● **SOURCE EXTRACT**:
····················
Step-by-Step Build Guide

Step 1: Navigate to Dispatcher Directory

# From composable_kernel root
cd dispatcher

# Verify you're in the right place
ls CMakeLists.txt  # Should exist

Step 2: Create Build Directory

mkdir -p build
cd build

Step 3: Configure CMake

Basic configuration (library only):

cmake .. \
  -DCMAKE_PREFIX_PATH=/opt/rocm \
  -DCMAKE_CXX_COMPILER=/opt/rocm/bin/hipcc \
  -DCMAKE_BUILD_TYPE=Release \
  -DGPU_TARGETS="gfx942"

Full configuration (with examples and tests):

cmake .. \
  -DCMAKE_PREFIX_PATH=/opt/rocm \
  -DCMAKE_CXX_COMPILER=/opt/rocm/bin/hipcc \
  -DCMAKE_BUILD_TYPE=Release \
  -DGPU_TARGETS="gfx942" \
  -DBUILD_DISPATCHER_EXAMPLES=ON \
  -DBUILD_DISPATCHER_TESTS=ON

Expected output:

-- Found hip: /opt/rocm (found suitable version "6.x.x")
-- Generating GEMM kernels...
-- Built: gemm_01 through gemm_06, dispatcher_gemm_lib.so
-- Configuring done

Step 4: Build

# Build all targets (generates kernels automatically, then compiles)
make -j$(nproc)

# Or build specific targets
make gemm_01_basic          # Single GEMM example
make dispatcher_gemm_lib    # GEMM shared library for Python

# Build ONLY Python libraries (faster if you don't need C++ examples)
make python_libs -j$(nproc)

Kernel Generation Targets

Kernels are generated automatically during make, but you can also control generation explicitly:

# Generate all kernels only (no compilation)
make generate_all_kernels

# Generate GEMM kernels only
make generate_gemm_kernels

# Force regenerate (even if kernels exist)
make regenerate_all_kernels
make regenerate_gemm_kernels

# Generate for specific GPU architecture
make generate_kernels_gfx942    # MI300X
make generate_kernels_gfx90a    # MI200
make generate_kernels_gfx1100   # RDNA3

Step 5: Verify Build

# Check executables were built
ls examples/gemm_*

# Check shared libraries were built
ls examples/libdispatcher_gemm_lib.so

CMake Options Reference

Flag Default Description
CMAKE_BUILD_TYPE Debug Use Release for performance!
GPU_TARGETS None Target GPU: "gfx942", "gfx90a", etc.
BUILD_DISPATCHER_EXAMPLES OFF Build C++ examples and Python libs
BUILD_DISPATCHER_TESTS OFF Build unit tests
CMAKE_PREFIX_PATH - ROCm installation path
CMAKE_CXX_COMPILER - Path to hipcc compiler

⚠️ Important: Always use -DCMAKE_BUILD_TYPE=Release for benchmarking. Debug builds are slower. ⚠️ Important: Note that the current system provides single GPU target support for architecture-based kernel filtering, please do not use multiple GPU targets at a time (if necessary, please compile into different build directories).
····················
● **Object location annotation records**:

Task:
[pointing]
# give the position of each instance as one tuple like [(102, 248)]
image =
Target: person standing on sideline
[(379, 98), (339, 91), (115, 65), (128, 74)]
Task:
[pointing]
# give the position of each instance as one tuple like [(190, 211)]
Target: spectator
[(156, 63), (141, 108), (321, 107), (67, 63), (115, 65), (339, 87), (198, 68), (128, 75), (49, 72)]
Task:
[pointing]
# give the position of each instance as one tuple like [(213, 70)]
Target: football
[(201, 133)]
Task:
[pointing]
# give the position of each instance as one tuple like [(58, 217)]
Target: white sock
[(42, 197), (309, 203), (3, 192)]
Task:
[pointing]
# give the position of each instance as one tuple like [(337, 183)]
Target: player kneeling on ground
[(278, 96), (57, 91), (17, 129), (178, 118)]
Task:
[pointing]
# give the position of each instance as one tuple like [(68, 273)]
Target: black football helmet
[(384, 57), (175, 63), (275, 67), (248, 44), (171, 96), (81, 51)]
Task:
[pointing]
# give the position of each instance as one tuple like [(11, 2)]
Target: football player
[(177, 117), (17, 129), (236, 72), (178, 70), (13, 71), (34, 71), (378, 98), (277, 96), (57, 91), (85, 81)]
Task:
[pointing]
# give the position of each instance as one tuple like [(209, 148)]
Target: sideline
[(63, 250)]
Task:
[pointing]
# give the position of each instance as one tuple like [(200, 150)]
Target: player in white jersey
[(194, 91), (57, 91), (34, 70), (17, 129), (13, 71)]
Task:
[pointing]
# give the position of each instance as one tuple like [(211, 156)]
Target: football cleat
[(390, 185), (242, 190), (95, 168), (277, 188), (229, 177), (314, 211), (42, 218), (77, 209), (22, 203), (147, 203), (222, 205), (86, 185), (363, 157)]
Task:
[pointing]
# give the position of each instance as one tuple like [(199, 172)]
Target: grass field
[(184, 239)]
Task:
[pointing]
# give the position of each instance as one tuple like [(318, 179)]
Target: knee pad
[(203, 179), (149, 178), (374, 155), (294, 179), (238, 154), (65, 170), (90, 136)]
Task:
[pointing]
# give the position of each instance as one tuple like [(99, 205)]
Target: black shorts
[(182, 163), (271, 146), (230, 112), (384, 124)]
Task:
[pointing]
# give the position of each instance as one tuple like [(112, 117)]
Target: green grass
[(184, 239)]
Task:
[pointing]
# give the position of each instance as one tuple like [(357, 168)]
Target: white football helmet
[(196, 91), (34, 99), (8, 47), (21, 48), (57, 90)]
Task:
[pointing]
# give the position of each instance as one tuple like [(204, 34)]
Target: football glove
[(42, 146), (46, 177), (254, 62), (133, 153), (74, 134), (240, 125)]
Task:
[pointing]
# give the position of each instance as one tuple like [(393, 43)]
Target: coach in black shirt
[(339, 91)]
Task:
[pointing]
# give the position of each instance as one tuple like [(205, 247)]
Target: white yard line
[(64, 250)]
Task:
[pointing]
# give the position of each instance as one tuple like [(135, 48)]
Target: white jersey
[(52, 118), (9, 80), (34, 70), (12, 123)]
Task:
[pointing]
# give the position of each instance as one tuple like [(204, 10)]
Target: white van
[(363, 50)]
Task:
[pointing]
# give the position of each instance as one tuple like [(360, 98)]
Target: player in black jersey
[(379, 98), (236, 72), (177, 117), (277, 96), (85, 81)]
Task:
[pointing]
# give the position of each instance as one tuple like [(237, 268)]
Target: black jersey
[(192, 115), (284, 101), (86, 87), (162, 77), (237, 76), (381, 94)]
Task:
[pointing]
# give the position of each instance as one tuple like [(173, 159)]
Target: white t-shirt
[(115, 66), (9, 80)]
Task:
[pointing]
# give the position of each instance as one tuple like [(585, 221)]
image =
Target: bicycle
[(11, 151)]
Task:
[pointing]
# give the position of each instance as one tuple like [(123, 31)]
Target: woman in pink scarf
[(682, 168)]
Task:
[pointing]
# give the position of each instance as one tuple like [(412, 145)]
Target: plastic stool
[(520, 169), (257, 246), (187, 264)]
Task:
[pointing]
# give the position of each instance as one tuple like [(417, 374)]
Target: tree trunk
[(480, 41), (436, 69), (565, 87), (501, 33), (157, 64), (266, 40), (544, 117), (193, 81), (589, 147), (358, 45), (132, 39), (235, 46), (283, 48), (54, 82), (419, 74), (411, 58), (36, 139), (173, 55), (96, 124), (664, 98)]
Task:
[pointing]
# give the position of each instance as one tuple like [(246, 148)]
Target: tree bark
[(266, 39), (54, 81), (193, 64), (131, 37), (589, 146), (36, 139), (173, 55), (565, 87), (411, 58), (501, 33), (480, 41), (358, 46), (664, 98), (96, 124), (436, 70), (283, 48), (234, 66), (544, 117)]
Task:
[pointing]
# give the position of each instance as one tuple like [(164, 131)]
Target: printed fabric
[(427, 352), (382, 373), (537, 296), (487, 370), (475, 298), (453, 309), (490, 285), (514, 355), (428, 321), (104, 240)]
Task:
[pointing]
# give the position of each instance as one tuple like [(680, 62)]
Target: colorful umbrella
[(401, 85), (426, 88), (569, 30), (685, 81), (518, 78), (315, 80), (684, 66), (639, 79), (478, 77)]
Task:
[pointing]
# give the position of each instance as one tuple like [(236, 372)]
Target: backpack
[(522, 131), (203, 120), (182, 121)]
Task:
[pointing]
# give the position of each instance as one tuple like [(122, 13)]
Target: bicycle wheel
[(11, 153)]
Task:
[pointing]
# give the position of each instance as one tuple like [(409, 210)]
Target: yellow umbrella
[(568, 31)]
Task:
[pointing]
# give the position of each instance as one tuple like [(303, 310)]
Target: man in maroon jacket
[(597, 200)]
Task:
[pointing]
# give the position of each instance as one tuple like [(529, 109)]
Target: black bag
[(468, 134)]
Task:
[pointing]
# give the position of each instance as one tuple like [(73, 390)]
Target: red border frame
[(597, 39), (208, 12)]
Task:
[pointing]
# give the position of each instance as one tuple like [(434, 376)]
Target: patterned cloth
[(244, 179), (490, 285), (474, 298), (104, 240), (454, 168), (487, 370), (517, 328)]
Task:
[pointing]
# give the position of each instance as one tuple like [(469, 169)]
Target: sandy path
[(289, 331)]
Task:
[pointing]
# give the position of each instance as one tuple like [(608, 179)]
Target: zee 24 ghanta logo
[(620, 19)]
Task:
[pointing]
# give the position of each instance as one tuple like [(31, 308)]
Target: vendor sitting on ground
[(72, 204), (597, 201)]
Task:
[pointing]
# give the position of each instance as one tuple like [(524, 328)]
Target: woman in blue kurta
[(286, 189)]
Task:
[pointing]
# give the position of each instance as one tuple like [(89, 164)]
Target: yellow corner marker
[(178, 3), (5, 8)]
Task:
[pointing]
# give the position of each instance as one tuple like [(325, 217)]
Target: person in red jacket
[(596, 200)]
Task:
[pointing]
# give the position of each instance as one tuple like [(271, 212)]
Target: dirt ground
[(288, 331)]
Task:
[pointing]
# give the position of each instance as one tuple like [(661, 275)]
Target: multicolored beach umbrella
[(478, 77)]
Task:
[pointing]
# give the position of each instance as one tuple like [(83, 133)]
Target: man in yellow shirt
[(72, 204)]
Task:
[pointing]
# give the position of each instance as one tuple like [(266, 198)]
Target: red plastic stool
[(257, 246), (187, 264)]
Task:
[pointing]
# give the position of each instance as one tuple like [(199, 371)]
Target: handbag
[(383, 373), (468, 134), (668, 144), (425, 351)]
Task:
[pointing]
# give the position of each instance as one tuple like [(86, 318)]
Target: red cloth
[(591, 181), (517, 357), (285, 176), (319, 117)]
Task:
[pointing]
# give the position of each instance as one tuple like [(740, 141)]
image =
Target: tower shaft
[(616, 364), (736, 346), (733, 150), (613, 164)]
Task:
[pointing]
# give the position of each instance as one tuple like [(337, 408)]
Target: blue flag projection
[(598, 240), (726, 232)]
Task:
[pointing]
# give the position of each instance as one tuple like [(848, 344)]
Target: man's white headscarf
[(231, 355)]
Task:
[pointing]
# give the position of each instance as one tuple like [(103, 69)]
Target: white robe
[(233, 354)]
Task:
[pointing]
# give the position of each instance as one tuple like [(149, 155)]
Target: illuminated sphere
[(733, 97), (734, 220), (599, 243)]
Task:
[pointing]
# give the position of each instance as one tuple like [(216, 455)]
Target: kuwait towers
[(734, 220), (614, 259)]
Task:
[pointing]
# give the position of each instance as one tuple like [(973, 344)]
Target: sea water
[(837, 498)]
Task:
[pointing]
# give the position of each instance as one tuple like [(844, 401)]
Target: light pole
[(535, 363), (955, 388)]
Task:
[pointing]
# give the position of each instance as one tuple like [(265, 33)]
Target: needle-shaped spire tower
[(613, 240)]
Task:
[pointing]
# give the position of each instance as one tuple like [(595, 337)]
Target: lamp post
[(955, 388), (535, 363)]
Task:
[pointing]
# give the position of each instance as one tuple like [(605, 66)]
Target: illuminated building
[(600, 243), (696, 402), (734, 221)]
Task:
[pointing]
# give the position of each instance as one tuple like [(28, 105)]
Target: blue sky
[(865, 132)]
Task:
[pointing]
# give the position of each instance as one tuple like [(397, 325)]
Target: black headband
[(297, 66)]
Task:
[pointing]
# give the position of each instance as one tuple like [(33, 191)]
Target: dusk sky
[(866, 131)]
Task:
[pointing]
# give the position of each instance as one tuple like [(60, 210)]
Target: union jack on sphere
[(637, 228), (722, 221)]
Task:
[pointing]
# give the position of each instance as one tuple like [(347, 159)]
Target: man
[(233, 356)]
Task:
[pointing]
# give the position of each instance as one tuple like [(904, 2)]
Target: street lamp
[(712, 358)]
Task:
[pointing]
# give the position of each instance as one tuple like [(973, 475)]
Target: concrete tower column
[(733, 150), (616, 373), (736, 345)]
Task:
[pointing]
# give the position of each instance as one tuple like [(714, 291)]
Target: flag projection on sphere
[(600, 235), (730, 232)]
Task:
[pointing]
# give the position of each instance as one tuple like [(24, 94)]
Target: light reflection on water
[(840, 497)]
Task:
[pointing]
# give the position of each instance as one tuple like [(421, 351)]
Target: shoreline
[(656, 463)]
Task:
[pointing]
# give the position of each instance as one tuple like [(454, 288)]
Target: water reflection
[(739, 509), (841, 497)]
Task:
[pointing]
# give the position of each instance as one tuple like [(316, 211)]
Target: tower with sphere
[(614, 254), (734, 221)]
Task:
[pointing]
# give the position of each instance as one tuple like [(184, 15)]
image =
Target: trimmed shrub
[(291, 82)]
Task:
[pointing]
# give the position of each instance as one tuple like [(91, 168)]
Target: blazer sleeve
····················
● **EXERCISE REQUIREMENTS**:
Answer from the build guide:
(a) Which make target builds only the Python libraries?
(b) What is the default value of BUILD_DISPATCHER_TESTS?
(c) Which GPU does the build guide pair with the gfx90a kernel generation target?
Rely only on the build guide, not on the records.

● **RESPONSE**:
(a) python_libs
(b) OFF
(c) MI200